Segmentation labeling entries:
━━━
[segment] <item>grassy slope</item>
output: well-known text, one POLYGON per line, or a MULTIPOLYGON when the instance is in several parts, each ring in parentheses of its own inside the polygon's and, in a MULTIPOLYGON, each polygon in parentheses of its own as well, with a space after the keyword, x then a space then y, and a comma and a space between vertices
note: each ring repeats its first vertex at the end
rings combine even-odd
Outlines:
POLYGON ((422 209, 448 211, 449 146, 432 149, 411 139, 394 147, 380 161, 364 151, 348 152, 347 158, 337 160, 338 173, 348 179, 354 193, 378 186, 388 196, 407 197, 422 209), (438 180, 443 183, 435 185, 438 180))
━━━
■ **Your objective**: Reproduce every line of the records above verbatim, with each character left unchanged.

■ **Expected output**:
[segment] <item>grassy slope</item>
output: well-known text, one POLYGON per line, or a MULTIPOLYGON when the instance is in several parts, each ring in parentheses of its own inside the polygon's and, in a MULTIPOLYGON, each polygon in parentheses of its own as well, with a space after the keyword, x then a space then y, and a comma and a space between vertices
note: each ring repeats its first vertex at the end
rings combine even-odd
Outlines:
POLYGON ((422 209, 448 211, 449 146, 432 149, 411 139, 394 147, 380 161, 364 151, 348 152, 347 158, 337 160, 338 173, 348 179, 354 193, 378 186, 388 196, 407 197, 422 209), (438 180, 443 183, 435 185, 438 180))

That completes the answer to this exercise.